Render these lines as a numbered list, omitting any blank lines.

Stored dataset lines:
--------------------------------
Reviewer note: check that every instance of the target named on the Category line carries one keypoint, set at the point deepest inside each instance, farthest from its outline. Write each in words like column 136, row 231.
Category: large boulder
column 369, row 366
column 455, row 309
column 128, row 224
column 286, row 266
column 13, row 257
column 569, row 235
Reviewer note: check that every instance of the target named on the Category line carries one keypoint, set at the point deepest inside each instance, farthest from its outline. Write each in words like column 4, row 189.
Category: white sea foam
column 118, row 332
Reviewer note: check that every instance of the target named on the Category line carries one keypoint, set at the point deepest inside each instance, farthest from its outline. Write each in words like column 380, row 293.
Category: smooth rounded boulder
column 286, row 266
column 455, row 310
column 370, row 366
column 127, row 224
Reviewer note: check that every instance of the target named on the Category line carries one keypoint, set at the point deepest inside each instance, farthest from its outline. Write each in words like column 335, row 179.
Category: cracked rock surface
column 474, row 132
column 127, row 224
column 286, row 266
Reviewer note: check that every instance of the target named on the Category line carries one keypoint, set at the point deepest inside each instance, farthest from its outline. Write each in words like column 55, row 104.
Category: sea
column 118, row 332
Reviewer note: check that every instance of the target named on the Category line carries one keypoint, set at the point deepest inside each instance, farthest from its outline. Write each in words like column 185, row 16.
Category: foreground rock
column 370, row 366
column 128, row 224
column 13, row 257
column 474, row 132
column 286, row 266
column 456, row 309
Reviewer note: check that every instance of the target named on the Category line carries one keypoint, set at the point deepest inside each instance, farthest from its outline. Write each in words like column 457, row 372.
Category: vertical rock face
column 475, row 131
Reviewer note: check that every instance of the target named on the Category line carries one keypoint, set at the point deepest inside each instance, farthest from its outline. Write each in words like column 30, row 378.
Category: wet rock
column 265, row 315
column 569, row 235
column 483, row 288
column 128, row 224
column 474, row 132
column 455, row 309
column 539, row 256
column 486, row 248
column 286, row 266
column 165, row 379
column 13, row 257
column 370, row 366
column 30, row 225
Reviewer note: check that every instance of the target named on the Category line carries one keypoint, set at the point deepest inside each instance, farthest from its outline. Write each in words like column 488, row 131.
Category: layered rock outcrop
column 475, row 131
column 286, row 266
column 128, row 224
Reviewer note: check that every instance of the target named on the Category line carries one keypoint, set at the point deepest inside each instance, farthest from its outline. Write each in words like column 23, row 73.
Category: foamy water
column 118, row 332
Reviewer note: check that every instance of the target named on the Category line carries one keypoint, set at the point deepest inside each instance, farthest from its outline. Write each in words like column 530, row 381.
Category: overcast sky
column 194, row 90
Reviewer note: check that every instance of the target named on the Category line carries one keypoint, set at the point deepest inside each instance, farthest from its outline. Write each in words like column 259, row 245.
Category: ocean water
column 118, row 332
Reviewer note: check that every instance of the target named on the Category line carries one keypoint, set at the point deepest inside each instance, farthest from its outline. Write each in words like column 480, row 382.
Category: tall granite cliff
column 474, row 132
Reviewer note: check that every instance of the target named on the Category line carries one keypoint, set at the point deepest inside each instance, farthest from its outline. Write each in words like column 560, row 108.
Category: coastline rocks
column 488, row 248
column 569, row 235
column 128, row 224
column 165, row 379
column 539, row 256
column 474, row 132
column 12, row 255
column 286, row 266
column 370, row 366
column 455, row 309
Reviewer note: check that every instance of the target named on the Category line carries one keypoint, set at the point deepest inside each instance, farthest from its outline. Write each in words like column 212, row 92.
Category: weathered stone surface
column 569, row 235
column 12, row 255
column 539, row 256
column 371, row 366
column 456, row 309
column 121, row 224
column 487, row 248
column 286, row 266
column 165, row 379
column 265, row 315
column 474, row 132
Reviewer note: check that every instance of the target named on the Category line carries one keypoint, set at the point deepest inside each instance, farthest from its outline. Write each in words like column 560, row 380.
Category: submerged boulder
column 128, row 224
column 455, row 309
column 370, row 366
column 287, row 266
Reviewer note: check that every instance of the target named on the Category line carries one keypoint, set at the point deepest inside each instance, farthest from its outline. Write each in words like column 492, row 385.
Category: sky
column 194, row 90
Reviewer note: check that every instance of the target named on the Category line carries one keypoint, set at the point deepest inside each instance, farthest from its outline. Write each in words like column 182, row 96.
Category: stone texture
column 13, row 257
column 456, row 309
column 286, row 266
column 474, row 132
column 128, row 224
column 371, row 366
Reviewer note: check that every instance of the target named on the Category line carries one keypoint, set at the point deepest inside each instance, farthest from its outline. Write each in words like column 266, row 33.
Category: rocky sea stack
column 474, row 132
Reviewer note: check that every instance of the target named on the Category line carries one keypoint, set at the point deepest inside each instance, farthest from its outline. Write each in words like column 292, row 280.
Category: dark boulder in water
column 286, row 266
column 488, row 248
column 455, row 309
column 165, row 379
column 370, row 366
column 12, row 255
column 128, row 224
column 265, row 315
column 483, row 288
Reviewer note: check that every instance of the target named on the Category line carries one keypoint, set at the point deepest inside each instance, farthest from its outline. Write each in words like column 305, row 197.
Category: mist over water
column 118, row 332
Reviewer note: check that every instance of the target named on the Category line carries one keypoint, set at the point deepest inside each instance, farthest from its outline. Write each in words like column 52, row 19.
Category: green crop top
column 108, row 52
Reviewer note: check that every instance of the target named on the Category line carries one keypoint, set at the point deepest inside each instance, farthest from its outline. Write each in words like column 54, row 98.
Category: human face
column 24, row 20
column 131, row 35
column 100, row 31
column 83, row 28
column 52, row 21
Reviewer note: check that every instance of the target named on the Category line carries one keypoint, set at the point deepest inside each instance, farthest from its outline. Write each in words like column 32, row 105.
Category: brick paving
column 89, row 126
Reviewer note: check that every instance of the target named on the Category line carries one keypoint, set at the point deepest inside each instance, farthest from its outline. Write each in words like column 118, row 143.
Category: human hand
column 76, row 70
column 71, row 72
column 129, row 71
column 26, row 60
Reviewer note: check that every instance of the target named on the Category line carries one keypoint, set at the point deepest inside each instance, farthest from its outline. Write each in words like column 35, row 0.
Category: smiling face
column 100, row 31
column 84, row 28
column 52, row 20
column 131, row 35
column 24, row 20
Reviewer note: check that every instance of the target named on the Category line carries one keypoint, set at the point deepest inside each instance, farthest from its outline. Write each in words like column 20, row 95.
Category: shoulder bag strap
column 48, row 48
--------------------------------
* [Written reply]:
1. Reviewer note: check that every instance of the target named on the Category line carries one keypoint, set at the point deepest inside each instance, farthest from its outline. Write each in words like column 136, row 231.
2. Category: large boulder
3. column 369, row 366
4. column 455, row 309
5. column 128, row 224
6. column 286, row 266
7. column 13, row 257
8. column 569, row 235
9. Reviewer note: check that every instance of the target named on the Category line carries one keypoint, set at the point deepest inside each instance, farthest from its outline. Write each in words like column 4, row 189.
10. Category: white sea foam
11. column 118, row 332
12. Reviewer note: check that every instance of the target named on the Category line carries one keypoint, set at the point deepest inside each instance, farthest from its outline. Write each in words like column 380, row 293.
13. Category: smooth rounded boulder
14. column 286, row 266
15. column 455, row 310
16. column 370, row 366
17. column 127, row 224
18. Reviewer note: check that every instance of the target named on the Category line carries one keypoint, set at the point deepest inside each instance, farthest from its outline. Write each in words like column 335, row 179.
19. Category: cracked rock surface
20. column 474, row 132
21. column 127, row 224
22. column 286, row 266
23. Reviewer note: check that every instance of the target named on the Category line carries one keypoint, set at the point deepest inside each instance, farthest from its outline. Write each in words like column 55, row 104.
24. Category: sea
25. column 118, row 332
26. Reviewer note: check that every instance of the target named on the Category line carries one keypoint, set at the point deepest inside each instance, farthest from its outline. Write each in words like column 185, row 16.
27. Category: foreground rock
28. column 370, row 366
29. column 128, row 224
30. column 13, row 257
31. column 474, row 132
32. column 286, row 266
33. column 456, row 309
34. Reviewer note: check that every instance of the target named on the Category line carries one keypoint, set at the point deepest inside each instance, farthest from its outline. Write each in words like column 457, row 372.
35. Category: vertical rock face
36. column 475, row 131
37. Reviewer note: check that every instance of the target named on the Category line carries one keypoint, set at the point deepest inside each instance, farthest from its outline. Write each in words like column 30, row 378.
38. Category: wet rock
39. column 265, row 315
40. column 569, row 235
41. column 483, row 288
42. column 128, row 224
43. column 474, row 132
44. column 455, row 309
45. column 539, row 256
46. column 486, row 248
47. column 286, row 266
48. column 165, row 379
49. column 13, row 257
50. column 370, row 366
51. column 30, row 225
52. Reviewer note: check that every instance of the target named on the Category line carries one keypoint, set at the point deepest inside each instance, farthest from its outline. Write each in words like column 488, row 131.
53. Category: layered rock outcrop
54. column 475, row 131
55. column 286, row 266
56. column 128, row 224
57. Reviewer note: check that every instance of the target named on the Category line carries one keypoint, set at the point deepest inside each instance, farthest from its outline. Write each in words like column 23, row 73.
58. Category: foamy water
59. column 118, row 332
60. Reviewer note: check that every instance of the target named on the Category line carries one keypoint, set at the point deepest inside each instance, farthest from its outline. Write each in words like column 530, row 381.
61. Category: overcast sky
62. column 194, row 90
63. Reviewer note: check that every instance of the target named on the Category line carries one keypoint, set at the point deepest inside each instance, farthest from its outline. Write each in words like column 259, row 245.
64. Category: ocean water
65. column 118, row 332
66. Reviewer note: check that every instance of the target named on the Category line carries one keypoint, set at the point deepest inside each instance, farthest from its outline. Write each in words like column 480, row 382.
67. Category: tall granite cliff
68. column 474, row 132
69. Reviewer note: check that every instance of the target named on the Category line carries one keypoint, set at the point deepest inside each instance, farthest from its outline. Write each in words like column 560, row 108.
70. Category: coastline rocks
71. column 488, row 248
72. column 569, row 235
73. column 128, row 224
74. column 165, row 379
75. column 539, row 256
76. column 474, row 132
77. column 12, row 255
78. column 286, row 266
79. column 370, row 366
80. column 455, row 309
81. Reviewer note: check that every instance of the target named on the Category line carries one keypoint, set at the point deepest inside each instance, farthest from its outline. Write each in words like column 212, row 92.
82. Category: weathered stone surface
83. column 569, row 235
84. column 12, row 255
85. column 539, row 256
86. column 371, row 366
87. column 456, row 309
88. column 121, row 224
89. column 487, row 248
90. column 286, row 266
91. column 165, row 379
92. column 265, row 315
93. column 474, row 132
94. Reviewer note: check that every instance of the target named on the Category line carries one keypoint, set at the point deepest inside each instance, farthest from its outline. Write each in words like column 560, row 380.
95. Category: submerged boulder
96. column 128, row 224
97. column 455, row 309
98. column 370, row 366
99. column 287, row 266
100. Reviewer note: check that every instance of the target named on the Category line carries one keypoint, set at the point deepest inside each instance, farthest from its outline. Write each in words like column 492, row 385.
101. Category: sky
102. column 194, row 90
103. Reviewer note: check that every instance of the target named on the Category line carries one keypoint, set at the point deepest inside each instance, farthest from its outline. Write each in words like column 182, row 96.
104. Category: stone texture
105. column 13, row 257
106. column 456, row 309
107. column 286, row 266
108. column 474, row 132
109. column 128, row 224
110. column 371, row 366
111. Reviewer note: check that every instance of the target named on the Category line carries one keypoint, set at the point deepest inside each instance, farthest from its outline. Write each in words like column 266, row 33.
112. Category: rocky sea stack
113. column 474, row 132
114. Reviewer note: check that every instance of the target named on the Category line carries one keypoint, set at the point deepest inside each instance, farthest from its outline. Write each in words like column 292, row 280.
115. Category: dark boulder in water
116. column 286, row 266
117. column 488, row 248
118. column 455, row 309
119. column 165, row 379
120. column 370, row 366
121. column 12, row 255
122. column 128, row 224
123. column 265, row 315
124. column 483, row 288
125. Reviewer note: check that every instance of the target named on the Category line carries one keypoint, set at the point deepest inside each instance, farthest from its outline. Write each in words like column 305, row 197.
126. Category: mist over water
127. column 118, row 332
128. Reviewer note: check that every instance of the target named on the Category line carries one keypoint, set at the point deepest inside each instance, farthest from its outline. Write each in words like column 52, row 19.
129. Category: green crop top
130. column 108, row 52
131. Reviewer note: check that every instance of the target named on the Category line carries one keypoint, set at the point deepest inside each instance, farthest from its outline. Write each in words like column 54, row 98.
132. Category: human face
133. column 24, row 20
134. column 131, row 35
135. column 100, row 31
136. column 83, row 28
137. column 52, row 21
138. Reviewer note: check that every instance of the target named on the Category line carries one keypoint, set at the point deepest inside each instance, farthest from its outline. Write each in words like column 32, row 105.
139. Category: brick paving
140. column 89, row 126
141. Reviewer note: check that every instance of the target named on the Category line carries one keypoint, set at the point deepest inside each instance, farthest from its outline. Write each in words like column 118, row 143.
142. Category: human hand
143. column 76, row 70
144. column 71, row 72
145. column 129, row 71
146. column 26, row 60
147. Reviewer note: check that every instance of the target named on the Category line carries one keypoint, set at the point deepest inside each instance, farthest from its outline. Write each in words like column 35, row 0.
148. Category: smiling face
149. column 100, row 31
150. column 84, row 28
151. column 52, row 20
152. column 131, row 35
153. column 24, row 20
154. Reviewer note: check that every instance of the target named on the Category line carries one keypoint, set at the point deepest inside each instance, farthest from its outline. Write each in words like column 20, row 95.
155. Category: shoulder bag strap
156. column 48, row 48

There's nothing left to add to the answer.